#### [Raw records]
-- START --

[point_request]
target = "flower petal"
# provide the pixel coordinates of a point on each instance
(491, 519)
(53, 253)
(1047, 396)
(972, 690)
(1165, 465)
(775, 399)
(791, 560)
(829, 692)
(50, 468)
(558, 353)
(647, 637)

-- END --

#### [Written task]
In the lines above, change "flower petal" to "leaf" and write the lines out again with nothing else altered.

#### [Task answer]
[point_request]
target = "leaf"
# provide the pixel coordinates of a point on each instance
(491, 519)
(53, 253)
(1047, 396)
(972, 690)
(1165, 465)
(775, 399)
(791, 560)
(829, 692)
(50, 468)
(558, 353)
(647, 637)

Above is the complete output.